--- EXTRAIT ---
§ §

Droit des obligations

Révocation tacite d'une promesse synallagmatique d'achat d'actions

Une promesse synallagmatique d'achat d'actions a été considérée comme révoquée par les parties qui n'avaient pas demandé la désignation d'un expert pour trancher leur désaccord sur le prix, alors que le contrat de promesse prévoyait ce recours.

Com. 3 mars 2021, n° 18-25.528

Aux termes d'un contrat, le président d’une société s’engage à acheter, en cette qualité ou en son nom personnel, les actions qu’une société détenait dans le capital de sa propre société, selon un calendrier déterminé. Il stipule qu'à défaut d'accord entre les parties sur le prix de cession des actions, ce prix sera déterminé par un expert désigné selon les dispositions de l'article 1843-4 du Code civil lequel prescrit, dans cette hypothèse, la désignation de ce tiers expert par le président du tribunal de commerce. L'acquisition des actions n'étant pas effectuée dans les délais convenus, le bénéficiaire de la promesse synallagmatique d’achat assigne le promettant en exécution forcée de ce contrat. 

Sa demande est rejetée pour les motifs suivants : 

* alors que les parties au contrat prévoyait que l'achat se ferait selon un échéancier déterminé, cet échéancier n'a pas été respecté par les parties ;

* alors que ce même contrat prévoyait qu'en cas de désaccord sur le prix des actions, ce prix serait déterminé par un expert, sur le fondement de l'article 1843-4 du Code civil, aucune des parties n'a saisi le président du tribunal de commerce pour demander la désignation de cet expert bien qu’elles n’étaient pas parvenues à s’accorder sur la valeur des actions litigieuses;

* après la signature du contrat comportant la promesse d'achat, les parties sont restées en pourparlers et ont échangé des courriers pendant deux ans, sans jamais parvenir à s'entendre ni sur le prix des actions, ni sur les modalités de leur paiement.

La Cour de cassation rejette le pourvoi dont elle était saisie, qui se fondait principalement sur le caractère définitif de la cession conclue dès lors que les parties discutaient non pas du principe de la cession d’actions, qui était acquise, mais du prix de ces actions, prévu pour être dans ce cas fixé par un expert, en sorte que n’était pas ainsi remis en cause l’accord ferme et définitif des parties au contrat, « définitivement scellé ». 

La Haute cour juge toutefois que par ses constatations et appréciations souveraines, faisant ressortir que faute de s’être accordées sur le prix et les modalités de la cession d’actions litigieuse, les parties avaient révoqué le contrat d’un commun accord, la cour d’appel a légalement motivé sa décision.

Cette décision peut surprendre. En effet, la promesse d'achat synallagmatique remplissait toutes les conditions nécessaires pour qu’au lieu de sa caducité, son exécution forcée en nature soit prononcée : elle comportait non seulement l'accord des parties sur la chose (les actions visées étaient déterminées) mais également sur le prix, du moins dans son principe, seul son montant devant être exactement chiffré par un expert, conformément aux dispositions de l'article 1843-4 du Code civil dont le renvoi par une stipulation du contrat suffit pourtant, en principe, à rendre le prix déterminable (P. Puig, Les contrats spéciauxDalloz, coll. Hypercours, n° 266 et 271 s., parlant dans ce cas de « détermination subjective du prix », en ce qu’elle fait intervenir un tiers au contrat).

§ §

Enregistrements issus d'un jeu de données:

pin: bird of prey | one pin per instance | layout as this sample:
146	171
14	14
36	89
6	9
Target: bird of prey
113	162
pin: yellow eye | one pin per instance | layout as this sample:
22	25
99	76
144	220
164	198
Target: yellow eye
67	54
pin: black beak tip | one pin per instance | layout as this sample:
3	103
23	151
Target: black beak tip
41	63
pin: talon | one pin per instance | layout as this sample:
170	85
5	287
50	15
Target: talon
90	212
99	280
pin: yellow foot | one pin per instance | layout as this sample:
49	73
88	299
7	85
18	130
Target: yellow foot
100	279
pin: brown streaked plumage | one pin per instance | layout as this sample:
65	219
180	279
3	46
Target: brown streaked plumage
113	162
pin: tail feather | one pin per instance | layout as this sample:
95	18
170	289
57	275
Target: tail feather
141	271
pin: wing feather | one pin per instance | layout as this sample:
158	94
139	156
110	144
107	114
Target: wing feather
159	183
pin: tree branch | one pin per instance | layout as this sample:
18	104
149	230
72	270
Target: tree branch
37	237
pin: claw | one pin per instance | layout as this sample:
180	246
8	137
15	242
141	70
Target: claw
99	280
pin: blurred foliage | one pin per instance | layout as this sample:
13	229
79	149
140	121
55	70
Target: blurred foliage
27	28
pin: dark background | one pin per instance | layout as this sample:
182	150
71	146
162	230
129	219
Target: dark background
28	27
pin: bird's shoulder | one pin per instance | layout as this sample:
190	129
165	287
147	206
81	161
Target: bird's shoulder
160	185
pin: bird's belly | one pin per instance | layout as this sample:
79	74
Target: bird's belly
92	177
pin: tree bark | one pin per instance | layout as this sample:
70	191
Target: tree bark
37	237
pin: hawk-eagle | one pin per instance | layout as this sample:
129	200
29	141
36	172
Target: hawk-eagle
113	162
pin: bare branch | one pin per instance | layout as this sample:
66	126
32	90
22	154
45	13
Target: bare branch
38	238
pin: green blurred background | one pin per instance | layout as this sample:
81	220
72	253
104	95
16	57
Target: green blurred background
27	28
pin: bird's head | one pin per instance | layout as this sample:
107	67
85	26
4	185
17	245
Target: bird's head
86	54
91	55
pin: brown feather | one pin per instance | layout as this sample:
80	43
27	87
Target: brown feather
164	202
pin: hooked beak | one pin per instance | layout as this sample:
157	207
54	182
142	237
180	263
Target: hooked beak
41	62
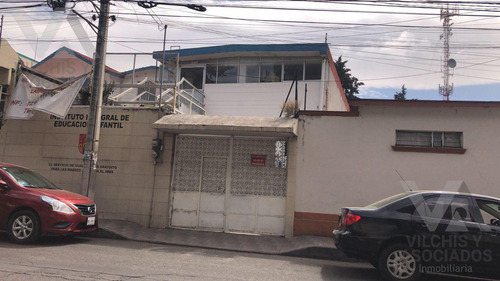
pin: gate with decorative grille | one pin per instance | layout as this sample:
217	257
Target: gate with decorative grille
232	184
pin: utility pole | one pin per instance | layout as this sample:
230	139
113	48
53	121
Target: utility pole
446	90
94	121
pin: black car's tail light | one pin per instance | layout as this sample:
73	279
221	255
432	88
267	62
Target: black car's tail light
349	219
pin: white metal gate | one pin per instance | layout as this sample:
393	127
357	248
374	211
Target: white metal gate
217	186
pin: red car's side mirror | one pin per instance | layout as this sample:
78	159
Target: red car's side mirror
3	185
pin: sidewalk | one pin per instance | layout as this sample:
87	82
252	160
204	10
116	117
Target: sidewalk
302	246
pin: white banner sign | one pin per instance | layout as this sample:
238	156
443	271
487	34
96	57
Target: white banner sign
27	96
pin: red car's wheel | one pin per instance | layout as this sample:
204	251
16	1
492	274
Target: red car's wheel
24	227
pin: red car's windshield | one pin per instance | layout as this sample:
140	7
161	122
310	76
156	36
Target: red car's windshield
28	178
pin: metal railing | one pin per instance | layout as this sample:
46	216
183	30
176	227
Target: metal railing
181	98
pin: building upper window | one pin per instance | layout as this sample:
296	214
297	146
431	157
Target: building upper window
294	69
270	70
263	70
433	141
429	139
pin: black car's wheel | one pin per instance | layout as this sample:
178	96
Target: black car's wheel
23	227
396	262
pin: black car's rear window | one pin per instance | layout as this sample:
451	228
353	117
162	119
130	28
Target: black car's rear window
386	201
27	178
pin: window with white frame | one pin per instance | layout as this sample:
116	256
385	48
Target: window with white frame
436	139
262	70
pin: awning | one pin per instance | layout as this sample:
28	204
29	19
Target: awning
227	125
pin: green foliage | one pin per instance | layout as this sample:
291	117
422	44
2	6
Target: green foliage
350	84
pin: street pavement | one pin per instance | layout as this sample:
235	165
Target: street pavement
302	246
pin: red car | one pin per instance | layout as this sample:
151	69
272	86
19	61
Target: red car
30	205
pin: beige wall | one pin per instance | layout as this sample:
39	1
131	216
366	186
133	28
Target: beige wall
125	182
348	161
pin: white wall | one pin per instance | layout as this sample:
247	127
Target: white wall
348	161
125	183
258	99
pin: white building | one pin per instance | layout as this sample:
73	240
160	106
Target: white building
262	174
254	80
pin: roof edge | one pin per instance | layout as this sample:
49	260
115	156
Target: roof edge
423	103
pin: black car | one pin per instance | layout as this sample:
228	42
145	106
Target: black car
413	233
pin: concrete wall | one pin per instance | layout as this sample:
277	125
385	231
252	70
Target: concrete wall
348	161
8	62
125	184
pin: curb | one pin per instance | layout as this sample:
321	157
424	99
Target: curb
309	252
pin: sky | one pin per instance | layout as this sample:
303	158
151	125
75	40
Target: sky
387	43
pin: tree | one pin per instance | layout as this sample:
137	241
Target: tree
401	95
350	84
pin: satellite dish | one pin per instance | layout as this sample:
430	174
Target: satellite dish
452	63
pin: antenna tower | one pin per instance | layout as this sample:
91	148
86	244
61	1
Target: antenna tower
446	90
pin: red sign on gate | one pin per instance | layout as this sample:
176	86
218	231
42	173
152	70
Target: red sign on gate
258	160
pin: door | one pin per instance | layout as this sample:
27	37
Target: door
199	182
212	193
229	184
194	75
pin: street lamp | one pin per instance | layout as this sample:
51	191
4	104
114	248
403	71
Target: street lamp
57	5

§ §

--- TRAVAUX À RÉALISER ---
1. Reproduisez le passage de l'extrait sur la révocation tacite d'une promesse d'achat d'actions, depuis « Aux termes d'un » jusqu'à « de ce contrat. » inclus, en substituant « échéancier » à « calendrier ».
2. Répondez aux questions suivantes à l'aide de l'extrait sur la révocation tacite d'une promesse d'achat d'actions :
(a) Quelles sont la date et la référence de la décision commentée ?
(b) Pendant combien de temps les parties sont-elles restées en pourparlers après la signature du contrat ?
(c) Quel article du Code civil le contrat invoquait-il pour la désignation de l'expert ?
Ces enregistrements constituent un matériau distinct de l'extrait.

--- SOLUTIONS PROPOSÉES ---
1.
Aux termes d'un contrat, le président d’une société s’engage à acheter, en cette qualité ou en son nom personnel, les actions qu’une société détenait dans le capital de sa propre société, selon un échéancier déterminé. Il stipule qu'à défaut d'accord entre les parties sur le prix de cession des actions, ce prix sera déterminé par un expert désigné selon les dispositions de l'article 1843-4 du Code civil lequel prescrit, dans cette hypothèse, la désignation de ce tiers expert par le président du tribunal de commerce. L'acquisition des actions n'étant pas effectuée dans les délais convenus, le bénéficiaire de la promesse synallagmatique d’achat assigne le promettant en exécution forcée de ce contrat.

2.
(a) Com. 3 mars 2021, n° 18-25.528.
(b) Deux ans.
(c) L'article 1843-4 du Code civil.